**Written exercise**
Copy the data below word for word, from the line containing "stick. Keep to one point per instance." through the final line of the data, including both of those lines.

# START OF Extracted records

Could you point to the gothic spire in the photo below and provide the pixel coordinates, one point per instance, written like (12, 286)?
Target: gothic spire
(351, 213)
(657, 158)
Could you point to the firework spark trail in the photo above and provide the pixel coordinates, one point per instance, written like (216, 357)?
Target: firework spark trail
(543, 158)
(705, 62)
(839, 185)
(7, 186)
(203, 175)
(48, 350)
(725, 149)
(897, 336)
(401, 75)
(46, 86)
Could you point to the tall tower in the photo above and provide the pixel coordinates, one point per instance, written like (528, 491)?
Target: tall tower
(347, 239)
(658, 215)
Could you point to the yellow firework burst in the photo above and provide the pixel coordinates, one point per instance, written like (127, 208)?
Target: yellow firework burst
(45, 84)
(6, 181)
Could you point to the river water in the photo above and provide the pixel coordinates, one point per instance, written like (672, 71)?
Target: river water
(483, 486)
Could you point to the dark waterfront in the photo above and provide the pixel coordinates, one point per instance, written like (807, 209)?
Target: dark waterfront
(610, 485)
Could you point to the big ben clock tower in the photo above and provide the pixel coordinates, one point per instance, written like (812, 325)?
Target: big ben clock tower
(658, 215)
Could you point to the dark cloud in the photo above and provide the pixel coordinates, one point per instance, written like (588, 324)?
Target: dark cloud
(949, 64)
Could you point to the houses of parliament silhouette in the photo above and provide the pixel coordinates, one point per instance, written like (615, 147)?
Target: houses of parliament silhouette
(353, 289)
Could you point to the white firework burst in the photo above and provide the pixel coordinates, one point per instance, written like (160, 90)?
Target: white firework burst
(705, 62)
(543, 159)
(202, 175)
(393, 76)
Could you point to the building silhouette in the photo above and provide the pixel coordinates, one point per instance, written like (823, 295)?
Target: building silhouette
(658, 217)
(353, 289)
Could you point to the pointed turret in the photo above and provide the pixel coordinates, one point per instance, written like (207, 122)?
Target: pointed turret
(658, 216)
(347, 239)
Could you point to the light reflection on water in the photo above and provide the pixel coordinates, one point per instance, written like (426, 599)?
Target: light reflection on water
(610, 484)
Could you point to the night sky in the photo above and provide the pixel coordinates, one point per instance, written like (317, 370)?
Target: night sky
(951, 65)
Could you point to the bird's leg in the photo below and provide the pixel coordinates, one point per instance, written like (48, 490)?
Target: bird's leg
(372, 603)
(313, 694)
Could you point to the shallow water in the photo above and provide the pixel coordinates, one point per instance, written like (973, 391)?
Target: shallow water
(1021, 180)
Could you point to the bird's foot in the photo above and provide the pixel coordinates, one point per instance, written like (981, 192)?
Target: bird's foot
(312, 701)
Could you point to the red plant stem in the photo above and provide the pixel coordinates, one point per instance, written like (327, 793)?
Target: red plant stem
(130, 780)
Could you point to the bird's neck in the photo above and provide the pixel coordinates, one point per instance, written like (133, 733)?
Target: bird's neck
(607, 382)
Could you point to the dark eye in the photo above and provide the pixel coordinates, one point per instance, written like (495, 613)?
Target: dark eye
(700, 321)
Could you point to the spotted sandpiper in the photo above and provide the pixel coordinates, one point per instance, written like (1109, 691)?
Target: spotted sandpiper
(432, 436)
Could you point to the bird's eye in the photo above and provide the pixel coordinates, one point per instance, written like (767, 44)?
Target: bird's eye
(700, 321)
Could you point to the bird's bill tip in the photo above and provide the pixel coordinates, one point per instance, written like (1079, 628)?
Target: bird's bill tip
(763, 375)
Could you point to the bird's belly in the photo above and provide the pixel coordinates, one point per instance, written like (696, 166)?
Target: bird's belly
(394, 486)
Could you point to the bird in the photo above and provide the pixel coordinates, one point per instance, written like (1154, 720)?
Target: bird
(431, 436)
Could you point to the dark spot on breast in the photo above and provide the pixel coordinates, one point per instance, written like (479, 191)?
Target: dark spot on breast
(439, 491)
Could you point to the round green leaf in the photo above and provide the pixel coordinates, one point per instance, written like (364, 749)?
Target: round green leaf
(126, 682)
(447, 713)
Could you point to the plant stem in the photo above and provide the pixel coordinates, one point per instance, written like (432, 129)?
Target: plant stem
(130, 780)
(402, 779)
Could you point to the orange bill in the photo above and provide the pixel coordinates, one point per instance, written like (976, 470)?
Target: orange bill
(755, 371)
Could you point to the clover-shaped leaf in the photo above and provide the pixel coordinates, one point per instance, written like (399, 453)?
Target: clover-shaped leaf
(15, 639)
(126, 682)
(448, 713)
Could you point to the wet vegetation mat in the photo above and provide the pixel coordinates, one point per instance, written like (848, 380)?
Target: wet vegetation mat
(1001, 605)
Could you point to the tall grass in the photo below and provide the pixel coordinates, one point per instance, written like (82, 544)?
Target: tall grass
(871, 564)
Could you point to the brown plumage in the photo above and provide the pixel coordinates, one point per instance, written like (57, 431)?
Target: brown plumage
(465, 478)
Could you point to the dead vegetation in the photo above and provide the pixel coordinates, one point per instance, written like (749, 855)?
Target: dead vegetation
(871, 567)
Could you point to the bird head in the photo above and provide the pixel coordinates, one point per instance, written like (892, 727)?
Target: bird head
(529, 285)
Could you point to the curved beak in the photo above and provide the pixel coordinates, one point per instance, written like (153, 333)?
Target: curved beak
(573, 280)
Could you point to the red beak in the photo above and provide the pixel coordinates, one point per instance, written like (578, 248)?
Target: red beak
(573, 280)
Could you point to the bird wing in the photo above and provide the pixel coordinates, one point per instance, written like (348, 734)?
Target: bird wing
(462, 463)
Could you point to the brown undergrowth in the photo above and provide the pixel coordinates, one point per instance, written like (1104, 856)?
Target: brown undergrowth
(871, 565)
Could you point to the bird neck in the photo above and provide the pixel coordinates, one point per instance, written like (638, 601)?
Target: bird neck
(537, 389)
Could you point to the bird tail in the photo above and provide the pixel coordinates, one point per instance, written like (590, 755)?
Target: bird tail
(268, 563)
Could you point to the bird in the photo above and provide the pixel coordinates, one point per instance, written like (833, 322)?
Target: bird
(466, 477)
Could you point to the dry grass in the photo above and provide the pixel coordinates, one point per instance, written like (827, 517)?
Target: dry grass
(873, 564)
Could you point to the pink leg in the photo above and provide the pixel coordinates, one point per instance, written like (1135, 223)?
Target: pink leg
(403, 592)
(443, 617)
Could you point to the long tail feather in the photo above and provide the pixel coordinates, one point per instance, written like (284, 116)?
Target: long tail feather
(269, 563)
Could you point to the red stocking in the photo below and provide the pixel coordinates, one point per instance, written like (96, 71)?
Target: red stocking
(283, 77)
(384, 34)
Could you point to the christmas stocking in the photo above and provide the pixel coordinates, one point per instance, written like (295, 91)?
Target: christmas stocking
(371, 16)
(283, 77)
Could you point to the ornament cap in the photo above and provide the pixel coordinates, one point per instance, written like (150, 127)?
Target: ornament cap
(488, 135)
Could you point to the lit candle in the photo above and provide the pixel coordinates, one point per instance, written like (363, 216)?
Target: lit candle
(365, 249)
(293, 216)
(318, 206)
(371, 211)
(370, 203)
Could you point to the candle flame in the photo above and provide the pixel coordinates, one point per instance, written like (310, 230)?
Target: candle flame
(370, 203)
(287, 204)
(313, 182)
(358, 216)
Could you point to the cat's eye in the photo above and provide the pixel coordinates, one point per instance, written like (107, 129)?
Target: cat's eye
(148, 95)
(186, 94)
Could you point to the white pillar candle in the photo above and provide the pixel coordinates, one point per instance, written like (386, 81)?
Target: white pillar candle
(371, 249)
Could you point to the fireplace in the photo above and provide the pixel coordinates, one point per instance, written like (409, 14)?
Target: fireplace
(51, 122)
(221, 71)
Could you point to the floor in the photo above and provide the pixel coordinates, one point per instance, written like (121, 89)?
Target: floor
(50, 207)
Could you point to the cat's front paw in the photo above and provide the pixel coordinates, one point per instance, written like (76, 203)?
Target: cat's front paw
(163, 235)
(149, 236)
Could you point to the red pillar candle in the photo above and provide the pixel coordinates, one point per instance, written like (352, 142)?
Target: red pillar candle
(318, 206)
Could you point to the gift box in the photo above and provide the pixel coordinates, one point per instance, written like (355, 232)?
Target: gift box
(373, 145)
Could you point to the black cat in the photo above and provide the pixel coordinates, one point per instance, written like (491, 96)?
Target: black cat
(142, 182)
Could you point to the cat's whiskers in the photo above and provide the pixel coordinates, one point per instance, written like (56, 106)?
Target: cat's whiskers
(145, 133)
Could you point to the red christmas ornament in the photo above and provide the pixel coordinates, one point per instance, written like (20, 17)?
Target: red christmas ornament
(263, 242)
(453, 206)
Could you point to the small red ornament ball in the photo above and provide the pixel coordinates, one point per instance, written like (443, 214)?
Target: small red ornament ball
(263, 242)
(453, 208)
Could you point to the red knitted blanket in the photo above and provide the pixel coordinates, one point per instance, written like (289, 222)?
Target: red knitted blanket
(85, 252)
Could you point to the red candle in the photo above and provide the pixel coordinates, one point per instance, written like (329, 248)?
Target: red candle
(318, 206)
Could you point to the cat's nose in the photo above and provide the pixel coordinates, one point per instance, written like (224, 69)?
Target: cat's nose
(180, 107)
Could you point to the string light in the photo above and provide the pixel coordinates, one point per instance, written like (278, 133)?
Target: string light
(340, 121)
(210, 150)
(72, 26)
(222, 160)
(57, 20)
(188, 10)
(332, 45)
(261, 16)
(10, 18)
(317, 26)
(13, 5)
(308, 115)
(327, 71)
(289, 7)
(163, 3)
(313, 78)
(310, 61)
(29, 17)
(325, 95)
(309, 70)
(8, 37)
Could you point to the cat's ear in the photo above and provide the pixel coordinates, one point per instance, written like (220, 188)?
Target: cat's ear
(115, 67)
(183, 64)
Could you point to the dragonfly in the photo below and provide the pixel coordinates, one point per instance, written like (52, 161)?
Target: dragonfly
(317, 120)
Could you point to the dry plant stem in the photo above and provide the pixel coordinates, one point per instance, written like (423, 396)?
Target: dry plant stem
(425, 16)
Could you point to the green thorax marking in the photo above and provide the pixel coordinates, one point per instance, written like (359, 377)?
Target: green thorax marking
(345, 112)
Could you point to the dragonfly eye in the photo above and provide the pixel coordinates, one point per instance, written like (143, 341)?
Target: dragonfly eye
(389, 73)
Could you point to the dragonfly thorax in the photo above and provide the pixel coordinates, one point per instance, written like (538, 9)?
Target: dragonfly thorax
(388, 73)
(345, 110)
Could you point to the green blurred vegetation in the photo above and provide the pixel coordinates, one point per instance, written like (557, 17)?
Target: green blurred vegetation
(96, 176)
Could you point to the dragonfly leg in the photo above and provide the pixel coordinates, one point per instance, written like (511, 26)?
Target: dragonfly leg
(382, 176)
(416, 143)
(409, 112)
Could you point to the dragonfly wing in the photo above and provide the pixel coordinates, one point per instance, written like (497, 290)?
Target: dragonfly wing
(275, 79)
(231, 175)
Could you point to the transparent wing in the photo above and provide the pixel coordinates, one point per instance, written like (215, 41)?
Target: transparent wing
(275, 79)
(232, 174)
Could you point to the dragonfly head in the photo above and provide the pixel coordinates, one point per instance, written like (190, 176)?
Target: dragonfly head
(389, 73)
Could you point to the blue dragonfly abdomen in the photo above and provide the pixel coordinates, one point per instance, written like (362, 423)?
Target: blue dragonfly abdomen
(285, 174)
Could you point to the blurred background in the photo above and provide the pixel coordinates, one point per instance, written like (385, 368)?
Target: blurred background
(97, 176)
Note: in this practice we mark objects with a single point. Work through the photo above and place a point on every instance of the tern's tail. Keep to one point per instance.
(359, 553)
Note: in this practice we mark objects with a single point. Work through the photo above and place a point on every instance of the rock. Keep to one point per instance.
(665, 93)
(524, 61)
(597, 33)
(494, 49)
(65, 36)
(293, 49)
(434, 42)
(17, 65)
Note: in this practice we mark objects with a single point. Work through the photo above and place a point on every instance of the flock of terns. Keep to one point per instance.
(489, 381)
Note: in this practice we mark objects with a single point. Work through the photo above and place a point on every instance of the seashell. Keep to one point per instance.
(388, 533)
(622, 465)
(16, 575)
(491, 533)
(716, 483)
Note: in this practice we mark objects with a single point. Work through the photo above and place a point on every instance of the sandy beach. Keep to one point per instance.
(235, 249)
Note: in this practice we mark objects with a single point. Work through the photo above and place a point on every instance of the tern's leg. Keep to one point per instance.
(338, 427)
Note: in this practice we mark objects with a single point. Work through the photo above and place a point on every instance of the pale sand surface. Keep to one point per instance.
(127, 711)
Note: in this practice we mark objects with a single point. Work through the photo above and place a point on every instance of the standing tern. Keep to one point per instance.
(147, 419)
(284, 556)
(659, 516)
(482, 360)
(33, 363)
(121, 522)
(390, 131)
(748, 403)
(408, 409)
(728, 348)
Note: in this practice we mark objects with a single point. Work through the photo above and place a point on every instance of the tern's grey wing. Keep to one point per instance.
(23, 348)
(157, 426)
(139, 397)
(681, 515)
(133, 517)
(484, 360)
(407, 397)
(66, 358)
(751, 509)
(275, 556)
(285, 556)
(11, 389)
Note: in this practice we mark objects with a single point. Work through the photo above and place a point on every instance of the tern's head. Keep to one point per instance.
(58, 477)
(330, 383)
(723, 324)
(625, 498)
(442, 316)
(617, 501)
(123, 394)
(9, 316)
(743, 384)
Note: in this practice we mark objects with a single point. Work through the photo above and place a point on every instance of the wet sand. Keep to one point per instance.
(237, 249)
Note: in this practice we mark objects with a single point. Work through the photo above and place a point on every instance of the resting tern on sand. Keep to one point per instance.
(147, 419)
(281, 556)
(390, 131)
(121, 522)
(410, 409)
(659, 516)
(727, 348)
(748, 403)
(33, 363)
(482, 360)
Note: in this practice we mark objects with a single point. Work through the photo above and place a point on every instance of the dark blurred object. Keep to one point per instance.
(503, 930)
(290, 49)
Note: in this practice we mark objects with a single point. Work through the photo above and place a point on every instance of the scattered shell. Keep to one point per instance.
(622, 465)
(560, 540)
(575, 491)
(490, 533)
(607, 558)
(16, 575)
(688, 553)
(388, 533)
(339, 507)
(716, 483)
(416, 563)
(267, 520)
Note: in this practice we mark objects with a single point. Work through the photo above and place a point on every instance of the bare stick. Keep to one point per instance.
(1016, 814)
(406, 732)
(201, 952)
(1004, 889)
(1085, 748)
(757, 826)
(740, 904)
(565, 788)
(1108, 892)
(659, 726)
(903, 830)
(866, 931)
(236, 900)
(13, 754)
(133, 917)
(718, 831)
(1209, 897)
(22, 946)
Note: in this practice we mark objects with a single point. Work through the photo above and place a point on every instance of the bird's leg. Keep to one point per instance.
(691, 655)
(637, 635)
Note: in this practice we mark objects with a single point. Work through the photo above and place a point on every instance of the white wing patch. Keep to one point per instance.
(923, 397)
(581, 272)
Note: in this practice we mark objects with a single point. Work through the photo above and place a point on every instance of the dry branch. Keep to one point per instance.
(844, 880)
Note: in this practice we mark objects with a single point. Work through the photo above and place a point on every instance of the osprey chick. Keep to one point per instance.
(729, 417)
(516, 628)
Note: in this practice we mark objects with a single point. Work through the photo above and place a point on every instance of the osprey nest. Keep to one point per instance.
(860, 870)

# END OF Extracted records

**Task result**
Note: in this practice we mark objects with a single point. Work through the photo above and place a point on every instance of the bare stick. Keep to one point per instance.
(1016, 814)
(406, 732)
(201, 952)
(1004, 889)
(1085, 748)
(757, 826)
(740, 904)
(565, 788)
(1108, 892)
(659, 726)
(903, 830)
(866, 931)
(236, 900)
(13, 754)
(133, 917)
(718, 831)
(1209, 897)
(22, 946)
Note: in this practice we mark objects with a single point. Work through the photo above and place a point on every instance of the bird's leg. Keep to one point per instance.
(691, 655)
(637, 635)
Note: in this practice we mark objects with a single point. Work through the photo above and place a point on every instance of the white wing patch. Keep to one point per instance.
(923, 397)
(581, 272)
Note: in this practice we mark objects with a single point. Work through the photo above and place a point on every instance of the dry branch. Keep to one point per instance.
(844, 880)
Note: in this practice we mark objects with a single point. Work through the photo above and place a point on every instance of the osprey chick. Keep to one point per instance.
(729, 417)
(516, 628)
Note: in this practice we mark objects with a single point. Work through the photo above and place a point on every instance of the osprey nest. Keep to one point per instance.
(860, 870)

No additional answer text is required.